* Directions
Retype the data below word for word, starting at its first line and continuing down through the line that contains "[296, 83, 330, 103]", with that line included.

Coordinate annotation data
....

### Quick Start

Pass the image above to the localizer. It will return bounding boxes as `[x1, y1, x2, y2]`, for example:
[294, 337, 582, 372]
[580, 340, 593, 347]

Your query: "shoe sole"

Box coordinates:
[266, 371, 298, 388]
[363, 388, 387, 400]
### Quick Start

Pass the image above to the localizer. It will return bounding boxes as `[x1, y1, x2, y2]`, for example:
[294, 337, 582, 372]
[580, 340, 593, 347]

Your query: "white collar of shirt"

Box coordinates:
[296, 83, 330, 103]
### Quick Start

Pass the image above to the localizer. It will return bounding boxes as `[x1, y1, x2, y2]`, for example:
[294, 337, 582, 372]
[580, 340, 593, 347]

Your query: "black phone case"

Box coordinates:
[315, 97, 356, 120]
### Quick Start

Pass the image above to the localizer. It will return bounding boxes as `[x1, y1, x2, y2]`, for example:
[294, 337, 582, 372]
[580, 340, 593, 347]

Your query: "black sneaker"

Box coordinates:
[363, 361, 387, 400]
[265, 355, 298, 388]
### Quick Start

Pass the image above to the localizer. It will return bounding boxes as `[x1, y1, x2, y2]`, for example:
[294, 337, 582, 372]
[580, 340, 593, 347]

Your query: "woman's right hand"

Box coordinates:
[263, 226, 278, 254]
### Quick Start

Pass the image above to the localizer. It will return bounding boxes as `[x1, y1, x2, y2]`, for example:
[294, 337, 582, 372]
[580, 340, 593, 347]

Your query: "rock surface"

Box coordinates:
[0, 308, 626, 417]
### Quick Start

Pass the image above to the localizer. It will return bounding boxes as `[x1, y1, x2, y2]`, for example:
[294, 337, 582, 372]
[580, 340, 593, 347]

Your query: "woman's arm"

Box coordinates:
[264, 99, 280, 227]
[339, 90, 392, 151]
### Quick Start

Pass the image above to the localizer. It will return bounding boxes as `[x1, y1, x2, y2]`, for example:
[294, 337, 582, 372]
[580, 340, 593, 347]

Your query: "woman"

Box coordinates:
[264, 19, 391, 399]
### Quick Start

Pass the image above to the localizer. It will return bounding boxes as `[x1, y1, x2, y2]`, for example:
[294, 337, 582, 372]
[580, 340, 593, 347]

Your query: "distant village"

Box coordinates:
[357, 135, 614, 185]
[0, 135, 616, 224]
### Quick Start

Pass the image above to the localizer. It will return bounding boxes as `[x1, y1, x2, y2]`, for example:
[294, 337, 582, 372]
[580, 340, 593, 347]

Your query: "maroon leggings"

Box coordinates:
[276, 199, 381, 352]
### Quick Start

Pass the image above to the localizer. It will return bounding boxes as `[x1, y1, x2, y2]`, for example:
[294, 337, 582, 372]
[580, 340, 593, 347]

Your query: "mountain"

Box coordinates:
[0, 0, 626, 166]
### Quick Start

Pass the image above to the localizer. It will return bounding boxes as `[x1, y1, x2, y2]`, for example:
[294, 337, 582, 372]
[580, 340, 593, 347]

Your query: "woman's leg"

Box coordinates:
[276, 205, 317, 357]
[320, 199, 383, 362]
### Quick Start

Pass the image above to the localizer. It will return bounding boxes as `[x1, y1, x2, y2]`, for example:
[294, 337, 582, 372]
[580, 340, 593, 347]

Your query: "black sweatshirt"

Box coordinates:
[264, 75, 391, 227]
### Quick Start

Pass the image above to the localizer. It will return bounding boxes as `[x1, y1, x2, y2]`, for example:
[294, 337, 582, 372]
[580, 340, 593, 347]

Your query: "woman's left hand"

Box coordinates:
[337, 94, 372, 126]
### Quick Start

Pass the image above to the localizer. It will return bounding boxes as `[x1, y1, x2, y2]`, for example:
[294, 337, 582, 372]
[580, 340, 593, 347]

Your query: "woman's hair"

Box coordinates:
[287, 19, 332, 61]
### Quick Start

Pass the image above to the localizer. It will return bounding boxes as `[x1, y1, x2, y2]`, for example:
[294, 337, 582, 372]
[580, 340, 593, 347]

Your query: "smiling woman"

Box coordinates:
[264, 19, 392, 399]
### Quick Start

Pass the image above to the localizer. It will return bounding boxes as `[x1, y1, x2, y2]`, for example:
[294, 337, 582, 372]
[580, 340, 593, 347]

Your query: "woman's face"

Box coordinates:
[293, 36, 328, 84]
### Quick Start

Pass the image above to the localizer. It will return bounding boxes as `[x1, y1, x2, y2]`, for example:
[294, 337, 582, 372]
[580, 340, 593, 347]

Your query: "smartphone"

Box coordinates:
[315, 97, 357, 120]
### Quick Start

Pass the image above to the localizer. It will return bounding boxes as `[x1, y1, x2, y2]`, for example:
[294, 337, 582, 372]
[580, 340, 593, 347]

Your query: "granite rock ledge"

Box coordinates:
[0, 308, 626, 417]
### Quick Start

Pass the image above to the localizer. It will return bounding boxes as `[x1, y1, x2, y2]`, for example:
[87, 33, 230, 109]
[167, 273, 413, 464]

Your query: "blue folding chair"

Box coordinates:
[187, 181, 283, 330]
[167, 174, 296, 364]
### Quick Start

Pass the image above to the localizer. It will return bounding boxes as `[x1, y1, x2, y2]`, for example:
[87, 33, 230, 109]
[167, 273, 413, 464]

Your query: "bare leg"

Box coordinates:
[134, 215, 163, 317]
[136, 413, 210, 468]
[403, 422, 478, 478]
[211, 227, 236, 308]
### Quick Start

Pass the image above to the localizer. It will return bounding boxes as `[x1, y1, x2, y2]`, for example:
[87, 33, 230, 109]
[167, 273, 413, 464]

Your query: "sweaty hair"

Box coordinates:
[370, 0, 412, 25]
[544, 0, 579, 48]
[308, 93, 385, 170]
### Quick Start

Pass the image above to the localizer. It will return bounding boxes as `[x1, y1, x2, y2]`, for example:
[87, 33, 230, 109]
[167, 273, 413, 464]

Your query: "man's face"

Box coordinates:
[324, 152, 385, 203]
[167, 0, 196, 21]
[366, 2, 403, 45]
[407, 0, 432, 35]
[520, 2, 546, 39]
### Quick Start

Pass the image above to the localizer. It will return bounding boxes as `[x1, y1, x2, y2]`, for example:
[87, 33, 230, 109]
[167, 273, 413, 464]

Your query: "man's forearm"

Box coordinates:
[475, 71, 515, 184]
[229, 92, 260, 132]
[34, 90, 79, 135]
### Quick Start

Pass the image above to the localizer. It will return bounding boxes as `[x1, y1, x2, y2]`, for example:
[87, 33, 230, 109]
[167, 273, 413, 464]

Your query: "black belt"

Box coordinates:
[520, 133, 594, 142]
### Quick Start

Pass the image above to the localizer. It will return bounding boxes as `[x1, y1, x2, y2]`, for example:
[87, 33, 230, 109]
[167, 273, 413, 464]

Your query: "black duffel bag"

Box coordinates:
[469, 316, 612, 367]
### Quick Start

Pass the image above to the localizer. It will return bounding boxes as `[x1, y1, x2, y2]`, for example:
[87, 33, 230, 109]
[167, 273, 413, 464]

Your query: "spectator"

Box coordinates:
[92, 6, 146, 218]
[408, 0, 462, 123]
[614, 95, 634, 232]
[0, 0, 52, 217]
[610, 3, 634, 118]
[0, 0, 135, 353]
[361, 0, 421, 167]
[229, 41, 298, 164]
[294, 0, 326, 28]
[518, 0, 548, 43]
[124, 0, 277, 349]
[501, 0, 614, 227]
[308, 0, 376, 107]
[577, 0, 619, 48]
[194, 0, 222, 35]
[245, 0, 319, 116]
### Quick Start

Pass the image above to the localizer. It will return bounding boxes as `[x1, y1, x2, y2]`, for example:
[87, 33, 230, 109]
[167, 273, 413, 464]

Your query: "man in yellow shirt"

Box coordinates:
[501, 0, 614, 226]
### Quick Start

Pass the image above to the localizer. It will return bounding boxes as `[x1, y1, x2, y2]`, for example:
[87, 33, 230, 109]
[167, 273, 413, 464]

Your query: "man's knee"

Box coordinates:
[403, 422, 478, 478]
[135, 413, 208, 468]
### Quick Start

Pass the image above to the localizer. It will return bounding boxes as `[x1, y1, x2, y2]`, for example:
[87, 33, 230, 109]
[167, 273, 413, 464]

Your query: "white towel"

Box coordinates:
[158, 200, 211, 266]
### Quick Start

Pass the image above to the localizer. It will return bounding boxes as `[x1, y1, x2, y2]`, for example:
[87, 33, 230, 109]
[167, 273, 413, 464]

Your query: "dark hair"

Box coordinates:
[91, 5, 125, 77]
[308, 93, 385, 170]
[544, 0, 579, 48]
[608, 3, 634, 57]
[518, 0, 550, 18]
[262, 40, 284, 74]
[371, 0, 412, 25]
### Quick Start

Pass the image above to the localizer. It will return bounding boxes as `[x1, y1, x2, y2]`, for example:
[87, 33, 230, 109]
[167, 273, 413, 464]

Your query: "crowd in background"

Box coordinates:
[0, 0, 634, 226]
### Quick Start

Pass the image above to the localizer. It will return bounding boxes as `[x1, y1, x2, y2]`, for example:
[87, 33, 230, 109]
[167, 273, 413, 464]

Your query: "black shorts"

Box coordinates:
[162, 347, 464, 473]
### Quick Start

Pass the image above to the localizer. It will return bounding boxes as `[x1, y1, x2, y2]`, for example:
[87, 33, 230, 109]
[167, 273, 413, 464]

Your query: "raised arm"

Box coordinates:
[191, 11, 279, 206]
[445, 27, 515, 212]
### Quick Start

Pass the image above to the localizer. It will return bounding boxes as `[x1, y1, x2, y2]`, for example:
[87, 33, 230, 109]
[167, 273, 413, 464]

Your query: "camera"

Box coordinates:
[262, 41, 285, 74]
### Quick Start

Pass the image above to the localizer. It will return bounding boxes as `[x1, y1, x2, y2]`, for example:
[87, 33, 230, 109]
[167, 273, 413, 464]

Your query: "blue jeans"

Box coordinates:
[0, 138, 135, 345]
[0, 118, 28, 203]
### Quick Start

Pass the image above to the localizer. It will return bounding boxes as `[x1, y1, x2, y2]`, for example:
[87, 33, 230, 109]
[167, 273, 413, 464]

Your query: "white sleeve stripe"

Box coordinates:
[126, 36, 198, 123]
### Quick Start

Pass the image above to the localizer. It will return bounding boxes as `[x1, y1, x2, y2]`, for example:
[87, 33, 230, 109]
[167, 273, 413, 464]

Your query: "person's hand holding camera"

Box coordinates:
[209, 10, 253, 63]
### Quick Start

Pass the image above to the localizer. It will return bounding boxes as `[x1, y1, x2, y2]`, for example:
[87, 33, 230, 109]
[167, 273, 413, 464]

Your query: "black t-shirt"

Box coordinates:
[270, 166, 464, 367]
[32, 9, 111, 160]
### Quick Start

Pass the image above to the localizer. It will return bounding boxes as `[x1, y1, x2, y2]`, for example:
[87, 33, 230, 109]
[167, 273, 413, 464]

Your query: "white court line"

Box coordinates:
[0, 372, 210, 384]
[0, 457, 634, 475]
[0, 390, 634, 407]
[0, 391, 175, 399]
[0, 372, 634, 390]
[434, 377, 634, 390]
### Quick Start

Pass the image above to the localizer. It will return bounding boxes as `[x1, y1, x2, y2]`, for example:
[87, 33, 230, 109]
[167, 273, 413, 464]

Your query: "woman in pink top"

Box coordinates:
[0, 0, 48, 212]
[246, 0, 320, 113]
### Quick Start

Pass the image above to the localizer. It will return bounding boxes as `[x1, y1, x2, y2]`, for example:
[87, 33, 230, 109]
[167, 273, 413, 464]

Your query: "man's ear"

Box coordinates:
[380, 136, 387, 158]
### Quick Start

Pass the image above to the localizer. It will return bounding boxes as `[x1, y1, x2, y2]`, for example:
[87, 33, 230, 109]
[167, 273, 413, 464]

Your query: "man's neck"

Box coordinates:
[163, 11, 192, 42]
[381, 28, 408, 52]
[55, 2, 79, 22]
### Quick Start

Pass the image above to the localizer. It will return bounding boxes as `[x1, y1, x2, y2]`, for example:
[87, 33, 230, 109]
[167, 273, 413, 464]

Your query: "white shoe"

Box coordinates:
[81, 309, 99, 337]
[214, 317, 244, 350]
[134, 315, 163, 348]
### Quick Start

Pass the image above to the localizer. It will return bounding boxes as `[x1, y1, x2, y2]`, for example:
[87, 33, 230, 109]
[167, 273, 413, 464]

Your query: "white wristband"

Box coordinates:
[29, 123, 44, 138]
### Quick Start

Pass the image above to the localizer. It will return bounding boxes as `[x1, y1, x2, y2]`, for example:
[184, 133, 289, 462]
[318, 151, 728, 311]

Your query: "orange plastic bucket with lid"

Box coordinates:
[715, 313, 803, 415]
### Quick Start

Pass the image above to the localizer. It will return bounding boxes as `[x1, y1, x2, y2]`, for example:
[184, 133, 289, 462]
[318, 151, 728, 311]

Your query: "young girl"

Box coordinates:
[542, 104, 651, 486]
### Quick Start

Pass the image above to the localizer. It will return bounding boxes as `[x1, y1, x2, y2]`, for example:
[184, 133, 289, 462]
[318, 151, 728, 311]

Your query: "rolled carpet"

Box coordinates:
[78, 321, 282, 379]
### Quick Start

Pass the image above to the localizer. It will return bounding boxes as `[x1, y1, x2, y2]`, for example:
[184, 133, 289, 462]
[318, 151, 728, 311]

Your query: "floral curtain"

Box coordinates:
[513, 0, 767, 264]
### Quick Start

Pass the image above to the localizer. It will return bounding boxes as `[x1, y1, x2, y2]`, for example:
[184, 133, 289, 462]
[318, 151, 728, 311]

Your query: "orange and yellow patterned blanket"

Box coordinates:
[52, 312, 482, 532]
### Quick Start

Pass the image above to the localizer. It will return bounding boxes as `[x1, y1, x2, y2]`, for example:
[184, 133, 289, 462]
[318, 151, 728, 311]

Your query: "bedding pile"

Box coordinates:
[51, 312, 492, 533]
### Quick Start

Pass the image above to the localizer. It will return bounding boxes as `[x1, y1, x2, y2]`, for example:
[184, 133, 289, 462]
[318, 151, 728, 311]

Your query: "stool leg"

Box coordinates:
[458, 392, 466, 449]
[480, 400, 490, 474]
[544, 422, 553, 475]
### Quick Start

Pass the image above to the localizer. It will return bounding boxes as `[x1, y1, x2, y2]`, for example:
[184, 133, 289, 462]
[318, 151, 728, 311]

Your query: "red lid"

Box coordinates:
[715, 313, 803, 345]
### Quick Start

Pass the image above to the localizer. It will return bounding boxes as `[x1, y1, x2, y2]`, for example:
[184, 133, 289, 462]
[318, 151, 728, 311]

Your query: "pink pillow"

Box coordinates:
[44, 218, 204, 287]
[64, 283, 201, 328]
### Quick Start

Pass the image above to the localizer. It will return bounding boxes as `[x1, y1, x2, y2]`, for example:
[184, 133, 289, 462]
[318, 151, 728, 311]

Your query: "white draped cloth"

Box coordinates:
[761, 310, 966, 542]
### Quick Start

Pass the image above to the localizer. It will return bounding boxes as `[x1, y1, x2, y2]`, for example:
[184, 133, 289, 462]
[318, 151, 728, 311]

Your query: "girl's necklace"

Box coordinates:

....

* Written response
### Quick Start

Pass the image above to the localizer. It will return bounding boxes as `[x1, y1, x2, y2]`, for example:
[294, 337, 582, 372]
[580, 340, 593, 347]

Your query: "shoe sole"

Box coordinates:
[266, 371, 298, 388]
[363, 388, 387, 400]
### Quick Start

Pass the image above to the localizer. It will return bounding boxes as `[x1, y1, x2, y2]`, for example:
[294, 337, 582, 372]
[580, 340, 593, 347]

Your query: "white collar of shirt"

Box coordinates:
[296, 83, 330, 103]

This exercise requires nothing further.